Textauszug:
Dienstag

Die grosse und überwältigende Initiation

Als der Turm zerbarst und was danach geschah…

Als ich nächstentags aufstand. war die Welt bis in die Wurzeln ihres Daseins verändert:

Ich öffnete meine Augen und sah unzählige Energiefelder wie Himmlische Schleier aus feinstofflichem Äther. Diese Schleier bewegten sich im Atem eines ewigen unbegrenzten Gottes, diese Schleier waren zugleich die himmlischen Pfade unsichtbarer und doch wahrzunehmender Engel. Ich hörte deren Flügelrauschen, sanfte Bewegungen berührten mein Herz.
Das Herz - oh dieses Herz aus Rubin öffnete seine Tore und Götter fuhren da hinein und nahmen Platz. Rund um diesen Leib, meinem Leib sammelte sich ein seltsamer Geruch.

Es war das Parfüm der Frau in Scharlach, jener göttlichen Braut, die das Tier reitet. All das wurde mir ohne Stimme ins Gedächnis eingegeben. Das Gedächnis wuchs und mein Haubt bestand aus reiner Energie. Jeder Gedanke, der sich aus dem Nichts löste, wurde vor meinem inneren Auge strahlend hell und gebar magische Kräfte, deren Existenz ich mir niemals hätte vorstellen können. Meine Kameraden fragten baldeinmal "Was ist mit Dir? Du bist auf einmal so still?"

Gesammeltes Material:
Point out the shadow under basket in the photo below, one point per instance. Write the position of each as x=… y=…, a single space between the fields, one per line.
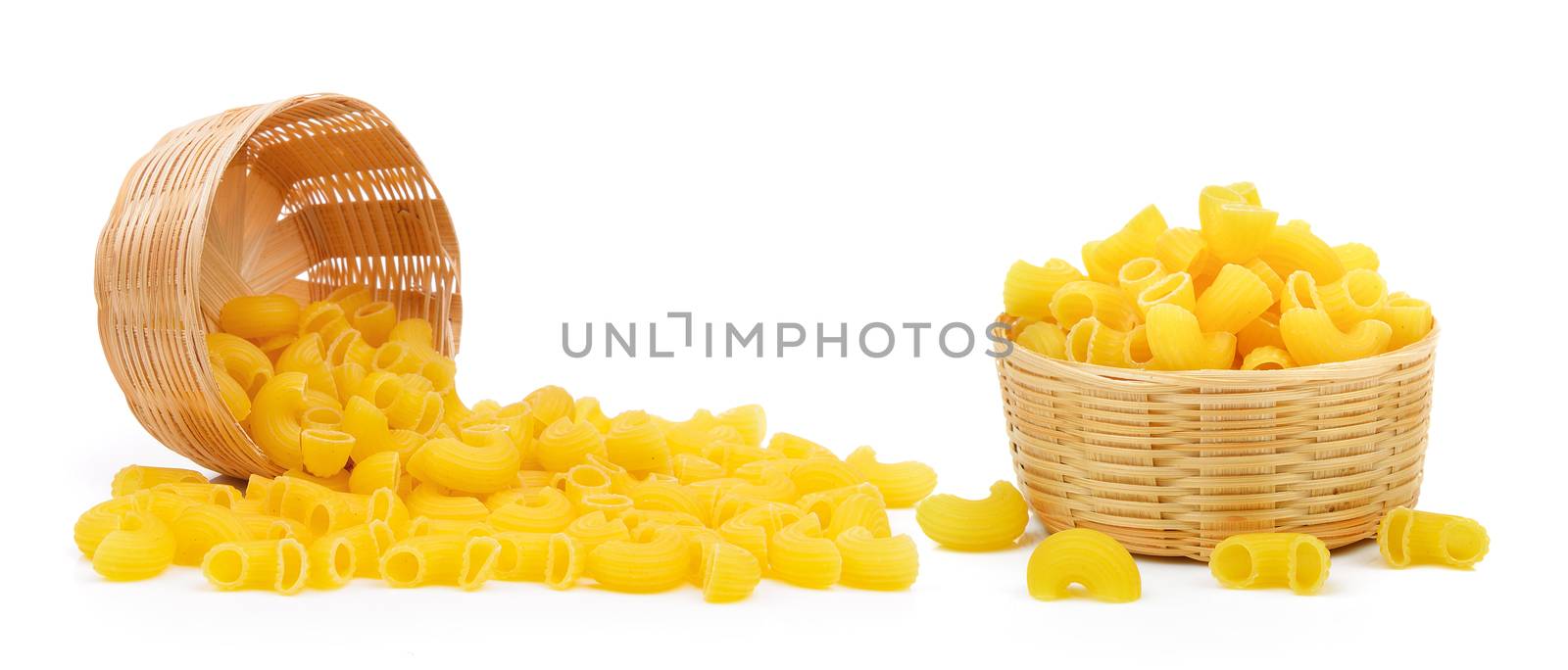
x=1170 y=463
x=298 y=196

Aufgabenstellung:
**1)** Wessen Parfüm sammelte sich laut Textauszug rund um den Leib?
**2)** Stimmen die folgenden Aussagen mit dem Textauszug überein? Beantworten Sie jede mit Ja oder Nein und zitieren Sie die entscheidenden Worte daraus.
(a) Das Herz wird als Herz aus Rubin beschrieben.
(b) Die Engel waren nicht wahrzunehmen.
(c) Das Wissen wurde durch eine Stimme mitgeteilt.
**3)** Bitte führen Sie den Textauszug über die Initiation nach seinem letzten Satz weiter.

Die Antworten:
**1)** Das Parfüm der Frau in Scharlach, jener göttlichen Braut, die das Tier reitet.

**2)**
(a) Ja: „oh dieses Herz aus Rubin“
(b) Nein: „unsichtbarer und doch wahrzunehmender Engel“
(c) Nein: „wurde mir ohne Stimme“

**3)**
Ich war ausserstande, eine sinnvolle Antwort zu geben, ich konnte nicht hingehen und meinen Freunden erzählen, was geschehen ist, denn jenes Denken, das tausend Dinge expliziert oder widerlegt, war paralysiert. Ich fühle mich wie ein hellwacher Schlafwandler in einem hyperrealistischen Traum, so schaue ich glücklich und verträumt, mit Tränen in den Augen und Furcht manchmal: "aber nein… es geht mir gut, es ist nur alles so anderst geworden um mich"
Fragte jemand weiter, was denn anderst ist und wollte ich auch eine logische Antwort geben - mein Mund klappte zu wie von einer fremden Kraft gesteuert und ich konnte lediglich wie eine Schlange windend in meinen Bart nuscheln und rätselhafte Dinge murmeln, dass sogar meine Genossen mich voller Sorge ins Auge nahmen und schwiegen.

In den folgenden Wochen erlebte ich die tiefgreifenste Transformation, die ein Mensch auf Erden erfahren kann. Oftmals,wenn das logische Denken mit heftiger Paranoja all das, was mir widerfuhr erklären wollte, musste ich mir sagen: Such die Antwort nicht, sonst wirst Du wahnsinnig! Geniesse jeden Tag, der da kommt.

Auflösung des Egos

Aus den Magischen Tagebüchern von Papus II
Durch jenes Ereignis löste sich mein Ego rapide auf, ahnlich einem Stück Eisen, das man in Salzsäure wirft. Als Geschenk erhielt ich ein erweitertes Bewusstsein, das seine Pforten der Wahrnehmung tief ins mystische Universum öffnete. Ich ging jetzt sichtlich ruhiger durch die Welt, auf leisen Sohlen schritt ich meine Wege ab, das Bedürfnis mit Menschen zu reden, sank beinahe auf Null. Dies nicht etwa weil ich grimmig im Geiste war, nein, weil ich sprachlos staunte und zu verstehen suchte.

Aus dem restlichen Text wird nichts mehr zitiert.